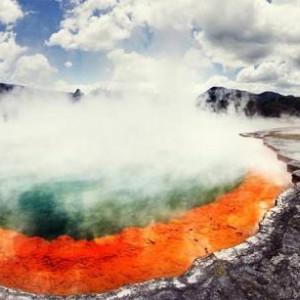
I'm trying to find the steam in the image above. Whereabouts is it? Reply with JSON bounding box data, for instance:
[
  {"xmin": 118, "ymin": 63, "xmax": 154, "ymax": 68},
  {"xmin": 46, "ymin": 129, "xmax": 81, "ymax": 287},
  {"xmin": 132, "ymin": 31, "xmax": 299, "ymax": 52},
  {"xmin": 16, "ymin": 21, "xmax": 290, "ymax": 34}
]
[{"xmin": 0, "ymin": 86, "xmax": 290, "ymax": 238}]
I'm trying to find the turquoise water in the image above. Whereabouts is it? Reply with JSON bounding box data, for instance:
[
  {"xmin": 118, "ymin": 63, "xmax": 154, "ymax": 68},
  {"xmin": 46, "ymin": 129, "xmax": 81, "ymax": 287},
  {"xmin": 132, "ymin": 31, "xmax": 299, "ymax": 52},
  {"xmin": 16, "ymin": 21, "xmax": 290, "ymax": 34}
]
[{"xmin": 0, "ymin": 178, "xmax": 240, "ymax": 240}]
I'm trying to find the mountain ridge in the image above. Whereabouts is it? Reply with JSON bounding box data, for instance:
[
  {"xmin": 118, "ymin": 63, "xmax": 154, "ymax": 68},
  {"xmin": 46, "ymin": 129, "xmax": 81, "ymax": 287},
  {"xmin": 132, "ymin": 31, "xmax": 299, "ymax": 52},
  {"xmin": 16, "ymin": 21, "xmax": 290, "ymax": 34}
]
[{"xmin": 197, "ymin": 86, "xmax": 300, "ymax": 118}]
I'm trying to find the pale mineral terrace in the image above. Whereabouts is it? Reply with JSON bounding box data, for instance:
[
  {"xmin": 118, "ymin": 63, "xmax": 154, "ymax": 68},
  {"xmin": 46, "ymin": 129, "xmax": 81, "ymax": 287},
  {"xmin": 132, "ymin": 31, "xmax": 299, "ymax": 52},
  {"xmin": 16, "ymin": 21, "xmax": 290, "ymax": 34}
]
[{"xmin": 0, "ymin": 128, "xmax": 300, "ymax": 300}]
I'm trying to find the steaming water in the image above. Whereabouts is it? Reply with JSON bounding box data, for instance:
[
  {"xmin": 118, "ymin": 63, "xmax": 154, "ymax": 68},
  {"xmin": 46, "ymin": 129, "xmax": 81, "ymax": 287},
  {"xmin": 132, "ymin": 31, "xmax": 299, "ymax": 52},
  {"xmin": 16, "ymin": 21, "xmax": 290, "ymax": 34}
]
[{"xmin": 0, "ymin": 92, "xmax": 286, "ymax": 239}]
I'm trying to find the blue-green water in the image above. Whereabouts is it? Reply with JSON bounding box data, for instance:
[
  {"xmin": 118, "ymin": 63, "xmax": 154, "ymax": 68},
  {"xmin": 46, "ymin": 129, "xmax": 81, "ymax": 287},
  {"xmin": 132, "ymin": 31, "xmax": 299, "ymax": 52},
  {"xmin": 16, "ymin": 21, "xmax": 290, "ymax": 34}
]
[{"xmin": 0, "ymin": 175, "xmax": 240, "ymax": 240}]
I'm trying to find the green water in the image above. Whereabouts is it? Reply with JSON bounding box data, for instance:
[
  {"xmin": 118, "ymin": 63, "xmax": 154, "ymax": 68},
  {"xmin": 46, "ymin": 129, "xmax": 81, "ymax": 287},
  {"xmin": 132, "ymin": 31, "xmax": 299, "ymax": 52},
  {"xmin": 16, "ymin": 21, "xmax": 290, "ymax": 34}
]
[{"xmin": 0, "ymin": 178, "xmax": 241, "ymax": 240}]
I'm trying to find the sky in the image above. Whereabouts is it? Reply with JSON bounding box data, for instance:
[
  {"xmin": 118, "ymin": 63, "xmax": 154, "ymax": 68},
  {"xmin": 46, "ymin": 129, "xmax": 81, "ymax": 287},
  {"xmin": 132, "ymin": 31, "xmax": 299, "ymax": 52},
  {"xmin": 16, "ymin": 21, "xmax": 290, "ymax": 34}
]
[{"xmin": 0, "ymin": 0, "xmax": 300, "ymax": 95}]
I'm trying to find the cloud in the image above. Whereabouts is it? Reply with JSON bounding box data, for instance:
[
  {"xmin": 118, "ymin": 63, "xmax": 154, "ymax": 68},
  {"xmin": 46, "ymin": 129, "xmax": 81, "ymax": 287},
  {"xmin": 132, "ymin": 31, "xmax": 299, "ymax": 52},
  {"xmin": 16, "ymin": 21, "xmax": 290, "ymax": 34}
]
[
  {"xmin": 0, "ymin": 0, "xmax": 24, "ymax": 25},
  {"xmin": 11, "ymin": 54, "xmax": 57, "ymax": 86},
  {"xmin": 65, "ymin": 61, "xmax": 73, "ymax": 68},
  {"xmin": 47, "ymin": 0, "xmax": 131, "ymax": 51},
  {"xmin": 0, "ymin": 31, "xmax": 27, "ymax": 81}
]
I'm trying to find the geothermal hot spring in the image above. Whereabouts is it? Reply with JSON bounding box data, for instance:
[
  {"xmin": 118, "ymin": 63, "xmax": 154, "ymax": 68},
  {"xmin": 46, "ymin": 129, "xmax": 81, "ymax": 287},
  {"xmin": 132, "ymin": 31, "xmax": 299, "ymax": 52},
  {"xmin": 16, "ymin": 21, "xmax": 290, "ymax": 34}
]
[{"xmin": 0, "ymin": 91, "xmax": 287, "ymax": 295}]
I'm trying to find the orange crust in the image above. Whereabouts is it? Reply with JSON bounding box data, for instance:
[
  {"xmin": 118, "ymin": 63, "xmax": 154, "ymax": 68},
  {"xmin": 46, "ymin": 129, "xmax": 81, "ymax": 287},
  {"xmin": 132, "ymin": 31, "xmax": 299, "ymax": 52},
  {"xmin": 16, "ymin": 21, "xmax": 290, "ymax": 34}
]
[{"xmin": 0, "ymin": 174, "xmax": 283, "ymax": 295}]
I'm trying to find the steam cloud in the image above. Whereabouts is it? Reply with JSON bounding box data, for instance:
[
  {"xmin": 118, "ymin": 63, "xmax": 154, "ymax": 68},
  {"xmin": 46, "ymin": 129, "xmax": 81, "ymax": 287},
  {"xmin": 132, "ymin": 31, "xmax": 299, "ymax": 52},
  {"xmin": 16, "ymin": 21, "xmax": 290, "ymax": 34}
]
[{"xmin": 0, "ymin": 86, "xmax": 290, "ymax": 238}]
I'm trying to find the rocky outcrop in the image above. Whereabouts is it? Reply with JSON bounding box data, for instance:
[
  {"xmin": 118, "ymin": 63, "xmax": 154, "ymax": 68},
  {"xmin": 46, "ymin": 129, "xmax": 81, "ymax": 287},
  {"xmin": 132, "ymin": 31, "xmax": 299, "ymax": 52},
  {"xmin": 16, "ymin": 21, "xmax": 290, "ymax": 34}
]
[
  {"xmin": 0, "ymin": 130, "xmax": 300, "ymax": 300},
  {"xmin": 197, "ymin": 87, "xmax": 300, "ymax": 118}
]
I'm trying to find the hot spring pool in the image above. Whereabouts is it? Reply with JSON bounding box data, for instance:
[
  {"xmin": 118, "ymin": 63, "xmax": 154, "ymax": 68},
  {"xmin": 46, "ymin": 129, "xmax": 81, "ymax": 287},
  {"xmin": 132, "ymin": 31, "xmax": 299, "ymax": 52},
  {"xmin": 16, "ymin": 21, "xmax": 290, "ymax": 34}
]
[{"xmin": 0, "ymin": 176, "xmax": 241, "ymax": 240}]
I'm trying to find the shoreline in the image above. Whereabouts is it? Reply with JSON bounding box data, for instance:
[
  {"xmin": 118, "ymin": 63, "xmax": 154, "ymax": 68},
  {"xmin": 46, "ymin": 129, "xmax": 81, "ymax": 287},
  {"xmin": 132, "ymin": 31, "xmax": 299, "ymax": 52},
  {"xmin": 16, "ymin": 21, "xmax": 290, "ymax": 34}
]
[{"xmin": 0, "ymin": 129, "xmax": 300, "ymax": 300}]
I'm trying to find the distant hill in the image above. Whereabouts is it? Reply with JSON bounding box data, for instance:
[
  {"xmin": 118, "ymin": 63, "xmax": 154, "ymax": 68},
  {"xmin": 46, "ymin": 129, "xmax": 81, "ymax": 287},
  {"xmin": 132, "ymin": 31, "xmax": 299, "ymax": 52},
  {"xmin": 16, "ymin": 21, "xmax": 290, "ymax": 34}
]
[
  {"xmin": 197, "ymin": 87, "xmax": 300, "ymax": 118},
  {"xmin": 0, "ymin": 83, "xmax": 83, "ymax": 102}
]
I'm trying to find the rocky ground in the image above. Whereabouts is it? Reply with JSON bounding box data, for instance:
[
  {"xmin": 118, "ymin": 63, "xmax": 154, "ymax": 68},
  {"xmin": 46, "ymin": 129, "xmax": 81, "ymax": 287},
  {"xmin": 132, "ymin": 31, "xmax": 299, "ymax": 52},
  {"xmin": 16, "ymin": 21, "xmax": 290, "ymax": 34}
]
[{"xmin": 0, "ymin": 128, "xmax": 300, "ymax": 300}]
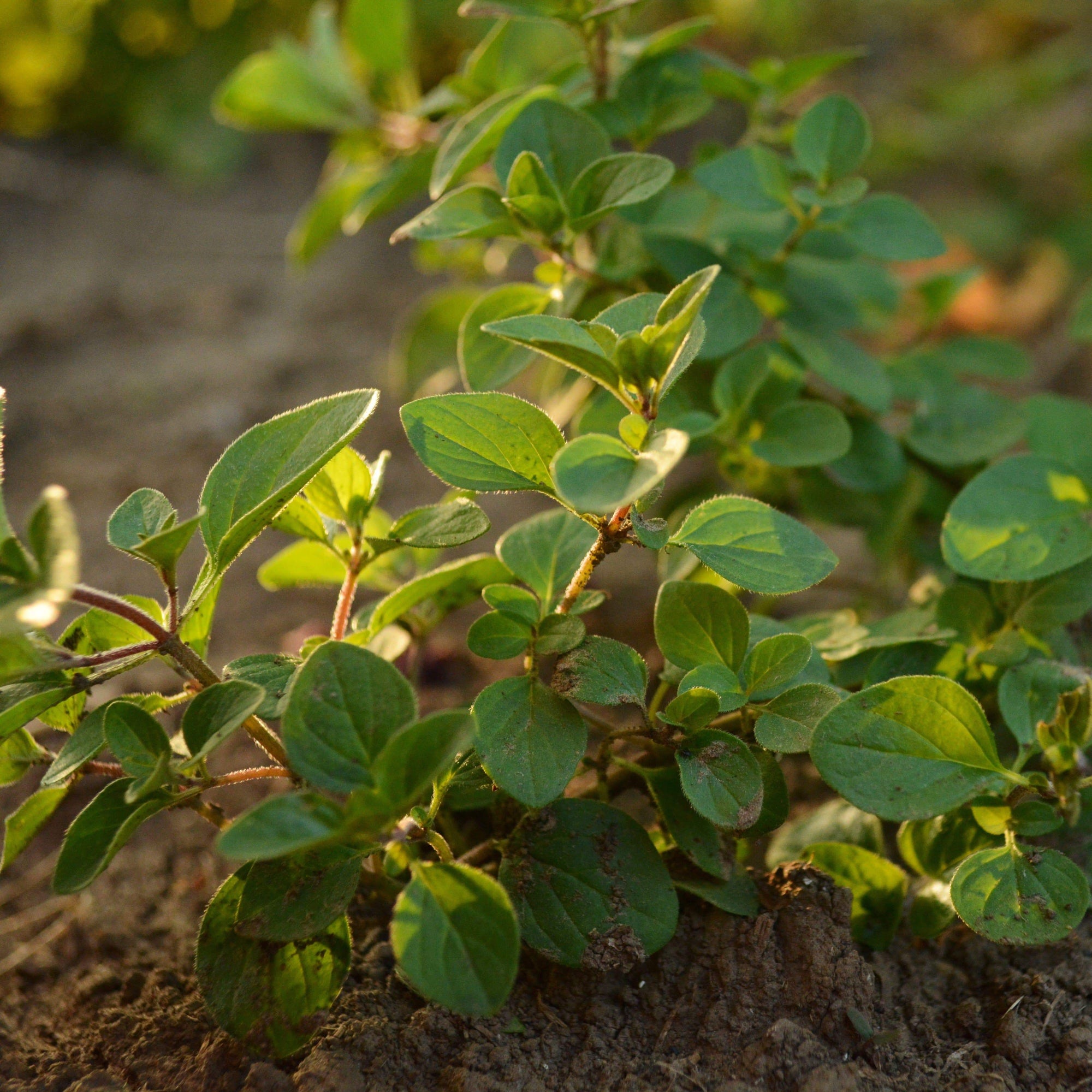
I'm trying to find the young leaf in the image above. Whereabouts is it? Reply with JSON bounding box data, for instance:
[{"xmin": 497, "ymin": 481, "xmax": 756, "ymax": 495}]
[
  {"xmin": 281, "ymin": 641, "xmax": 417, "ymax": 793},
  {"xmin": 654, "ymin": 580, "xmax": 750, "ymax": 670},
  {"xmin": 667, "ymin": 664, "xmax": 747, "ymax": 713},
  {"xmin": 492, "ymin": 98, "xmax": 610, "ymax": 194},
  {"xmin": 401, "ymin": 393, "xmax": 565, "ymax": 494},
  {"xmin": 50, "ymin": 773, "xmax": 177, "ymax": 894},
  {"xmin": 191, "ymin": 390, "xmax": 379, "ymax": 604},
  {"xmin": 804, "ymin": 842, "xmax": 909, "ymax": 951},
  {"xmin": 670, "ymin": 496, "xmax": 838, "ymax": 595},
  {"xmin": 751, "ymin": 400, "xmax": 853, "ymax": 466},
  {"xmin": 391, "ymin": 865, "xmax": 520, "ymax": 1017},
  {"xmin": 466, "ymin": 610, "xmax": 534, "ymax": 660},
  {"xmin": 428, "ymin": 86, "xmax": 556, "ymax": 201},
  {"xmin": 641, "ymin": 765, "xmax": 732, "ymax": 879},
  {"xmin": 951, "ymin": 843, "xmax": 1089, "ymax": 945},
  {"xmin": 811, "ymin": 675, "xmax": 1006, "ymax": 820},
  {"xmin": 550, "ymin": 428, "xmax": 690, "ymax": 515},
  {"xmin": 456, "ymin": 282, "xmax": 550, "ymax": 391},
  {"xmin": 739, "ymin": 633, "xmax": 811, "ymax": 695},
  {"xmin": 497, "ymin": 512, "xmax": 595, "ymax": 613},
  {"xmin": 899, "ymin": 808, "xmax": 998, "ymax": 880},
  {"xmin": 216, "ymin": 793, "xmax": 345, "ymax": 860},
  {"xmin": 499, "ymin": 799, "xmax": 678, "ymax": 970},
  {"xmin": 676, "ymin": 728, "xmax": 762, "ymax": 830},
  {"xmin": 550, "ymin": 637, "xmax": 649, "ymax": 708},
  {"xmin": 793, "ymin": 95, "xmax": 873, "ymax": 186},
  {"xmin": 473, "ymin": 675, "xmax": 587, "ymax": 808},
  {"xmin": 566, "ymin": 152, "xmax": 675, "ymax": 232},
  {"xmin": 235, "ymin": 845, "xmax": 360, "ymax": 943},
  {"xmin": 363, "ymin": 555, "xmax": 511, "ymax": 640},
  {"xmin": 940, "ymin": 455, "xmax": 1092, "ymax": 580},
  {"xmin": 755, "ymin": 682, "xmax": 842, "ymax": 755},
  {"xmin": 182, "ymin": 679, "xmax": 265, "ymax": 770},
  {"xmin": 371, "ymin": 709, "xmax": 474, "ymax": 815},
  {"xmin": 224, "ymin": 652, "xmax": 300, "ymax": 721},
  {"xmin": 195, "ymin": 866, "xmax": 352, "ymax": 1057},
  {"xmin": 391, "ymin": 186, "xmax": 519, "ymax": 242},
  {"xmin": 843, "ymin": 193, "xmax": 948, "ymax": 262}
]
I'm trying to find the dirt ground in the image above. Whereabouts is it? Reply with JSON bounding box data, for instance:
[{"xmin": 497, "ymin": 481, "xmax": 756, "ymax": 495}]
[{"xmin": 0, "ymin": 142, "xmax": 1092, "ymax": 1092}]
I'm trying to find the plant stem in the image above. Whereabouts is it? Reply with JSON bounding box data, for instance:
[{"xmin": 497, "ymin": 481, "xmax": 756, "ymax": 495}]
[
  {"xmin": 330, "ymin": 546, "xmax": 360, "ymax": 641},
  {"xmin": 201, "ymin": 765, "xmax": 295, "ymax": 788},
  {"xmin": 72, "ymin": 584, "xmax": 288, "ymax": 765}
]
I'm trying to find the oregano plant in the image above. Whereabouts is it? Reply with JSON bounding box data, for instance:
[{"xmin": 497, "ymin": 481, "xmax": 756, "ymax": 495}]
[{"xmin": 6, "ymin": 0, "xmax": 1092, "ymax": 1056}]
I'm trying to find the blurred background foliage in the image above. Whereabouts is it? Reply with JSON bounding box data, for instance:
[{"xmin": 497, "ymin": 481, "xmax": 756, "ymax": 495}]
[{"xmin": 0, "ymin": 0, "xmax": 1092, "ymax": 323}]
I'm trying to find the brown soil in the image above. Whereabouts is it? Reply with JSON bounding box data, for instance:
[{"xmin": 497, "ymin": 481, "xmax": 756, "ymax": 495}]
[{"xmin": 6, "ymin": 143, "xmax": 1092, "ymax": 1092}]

—————

### WHAT YOU WILL DO
Identify every line in the entries above that contains the word "green", and copy each of those lines.

### FULL SOLUTION
I'm trying to find the blue-green water in the image above. Whereabouts is it? Reply with JSON bounding box data, for instance:
I'm trying to find the green water in the image above. Whereabouts is it? Reply with JSON bounding box data, for instance:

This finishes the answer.